#### SET EXERCISE A
Reproduce the passage on age discrimination word for word, everything from "Once the plaintiff" down to "(1st Dept. 1989)].".

Once the plaintiff makes a prima facie showing, the burden shifts to the defendant to rebut plaintiff's showing with a legitimate and nondiscriminatory reason for the discharge [Stephenson, supra at 270; Ferrante, supra at 629]. Thereafter, plaintiff must show that the reason given by defendant was merely a pretext for discrimination [ Stephenson, supra at 271; Ferrante, supra at 630] . The issue in an action for age discrimination "is not whether the defendants acted with good cause, but whether their business decision would not have been made but for a discriminatory motive [ Stephenson v Hotel Employees and Restaurant Employees Union Local 100 of the AFL-CIO, 14 AD3d 325, 329 (1st Dept. 2005) affd 6 NY3d 265 (2006); Ioele v Alden Press, Inc., 145 AD2d 29, 35 (1st Dept. 1989)].

#### SET EXERCISE B
Arrange the lines of the listing below as a JSON list of strings, one string per line and no blank lines, taking everything from the line containing "Player-tracking tagging: indicate the wood shelf" down to the end of the listing.

Pointing dataset excerpts

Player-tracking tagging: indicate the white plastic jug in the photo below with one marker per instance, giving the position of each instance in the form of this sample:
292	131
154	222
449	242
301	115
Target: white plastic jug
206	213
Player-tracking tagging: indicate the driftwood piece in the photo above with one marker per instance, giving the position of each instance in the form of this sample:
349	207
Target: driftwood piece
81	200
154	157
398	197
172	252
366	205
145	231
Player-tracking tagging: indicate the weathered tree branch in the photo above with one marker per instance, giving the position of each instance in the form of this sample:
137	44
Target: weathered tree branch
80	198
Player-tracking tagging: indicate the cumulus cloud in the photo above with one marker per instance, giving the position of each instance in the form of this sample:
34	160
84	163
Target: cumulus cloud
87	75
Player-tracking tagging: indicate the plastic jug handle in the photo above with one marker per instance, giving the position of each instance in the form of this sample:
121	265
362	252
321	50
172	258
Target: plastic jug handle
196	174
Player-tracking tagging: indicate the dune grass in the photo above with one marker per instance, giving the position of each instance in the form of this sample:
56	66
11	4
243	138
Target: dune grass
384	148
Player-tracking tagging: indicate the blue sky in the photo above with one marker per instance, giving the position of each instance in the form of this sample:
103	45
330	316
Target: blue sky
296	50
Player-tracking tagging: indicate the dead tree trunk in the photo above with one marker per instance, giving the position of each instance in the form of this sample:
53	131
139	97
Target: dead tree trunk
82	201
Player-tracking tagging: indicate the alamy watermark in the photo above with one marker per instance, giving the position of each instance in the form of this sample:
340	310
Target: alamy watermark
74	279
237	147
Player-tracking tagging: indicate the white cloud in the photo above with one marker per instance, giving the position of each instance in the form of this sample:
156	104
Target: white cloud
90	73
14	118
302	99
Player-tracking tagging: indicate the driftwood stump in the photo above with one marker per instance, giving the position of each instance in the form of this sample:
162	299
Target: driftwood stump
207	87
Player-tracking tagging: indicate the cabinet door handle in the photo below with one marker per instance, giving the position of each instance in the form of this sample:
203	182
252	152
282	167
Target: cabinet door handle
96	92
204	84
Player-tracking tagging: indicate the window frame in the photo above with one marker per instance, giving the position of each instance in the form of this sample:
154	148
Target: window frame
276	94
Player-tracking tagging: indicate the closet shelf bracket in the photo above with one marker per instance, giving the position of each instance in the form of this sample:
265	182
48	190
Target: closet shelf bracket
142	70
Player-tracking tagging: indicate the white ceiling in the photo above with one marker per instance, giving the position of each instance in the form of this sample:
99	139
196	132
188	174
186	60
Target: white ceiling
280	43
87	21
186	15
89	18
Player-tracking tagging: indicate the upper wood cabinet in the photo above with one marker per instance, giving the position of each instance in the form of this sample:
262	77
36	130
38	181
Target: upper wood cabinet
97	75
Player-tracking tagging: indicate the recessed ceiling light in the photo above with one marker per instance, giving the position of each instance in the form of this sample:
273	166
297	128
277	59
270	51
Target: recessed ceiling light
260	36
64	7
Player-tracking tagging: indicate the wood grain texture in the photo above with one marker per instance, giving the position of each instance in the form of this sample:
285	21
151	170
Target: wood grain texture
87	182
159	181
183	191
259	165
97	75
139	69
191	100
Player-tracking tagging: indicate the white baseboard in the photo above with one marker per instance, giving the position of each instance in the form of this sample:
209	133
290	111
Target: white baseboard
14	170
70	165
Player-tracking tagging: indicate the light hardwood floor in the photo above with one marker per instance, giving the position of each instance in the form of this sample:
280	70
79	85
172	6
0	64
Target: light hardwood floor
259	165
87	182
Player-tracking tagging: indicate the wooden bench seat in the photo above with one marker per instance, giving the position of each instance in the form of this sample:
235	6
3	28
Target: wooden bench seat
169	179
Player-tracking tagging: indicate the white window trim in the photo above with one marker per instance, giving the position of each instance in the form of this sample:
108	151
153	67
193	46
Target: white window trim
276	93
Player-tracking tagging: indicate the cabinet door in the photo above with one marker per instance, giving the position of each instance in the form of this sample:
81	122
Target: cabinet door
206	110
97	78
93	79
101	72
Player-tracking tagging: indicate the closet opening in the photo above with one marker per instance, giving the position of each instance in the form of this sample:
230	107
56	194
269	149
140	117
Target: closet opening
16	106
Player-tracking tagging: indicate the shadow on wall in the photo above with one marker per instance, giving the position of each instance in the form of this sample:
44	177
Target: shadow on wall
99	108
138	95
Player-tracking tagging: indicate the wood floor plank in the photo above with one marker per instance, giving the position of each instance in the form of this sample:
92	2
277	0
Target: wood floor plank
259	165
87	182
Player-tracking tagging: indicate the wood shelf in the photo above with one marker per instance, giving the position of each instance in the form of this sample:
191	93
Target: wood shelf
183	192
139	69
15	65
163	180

#### TASK SOLUTION A
Once the plaintiff makes a prima facie showing, the burden shifts to the defendant to rebut plaintiff's showing with a legitimate and nondiscriminatory reason for the discharge [Stephenson, supra at 270; Ferrante, supra at 629]. Thereafter, plaintiff must show that the reason given by defendant was merely a pretext for discrimination [ Stephenson, supra at 271; Ferrante, supra at 630] . The issue in an action for age discrimination "is not whether the defendants acted with good cause, but whether their business decision would not have been made but for a discriminatory motive [ Stephenson v Hotel Employees and Restaurant Employees Union Local 100 of the AFL-CIO, 14 AD3d 325, 329 (1st Dept. 2005) affd 6 NY3d 265 (2006); Ioele v Alden Press, Inc., 145 AD2d 29, 35 (1st Dept. 1989)].

#### TASK SOLUTION B
[
  "Player-tracking tagging: indicate the wood shelf in the photo above with one marker per instance, giving the position of each instance in the form of this sample:",
  "191\t93",
  "Target: wood shelf",
  "183\t192",
  "139\t69",
  "15\t65",
  "163\t180"
]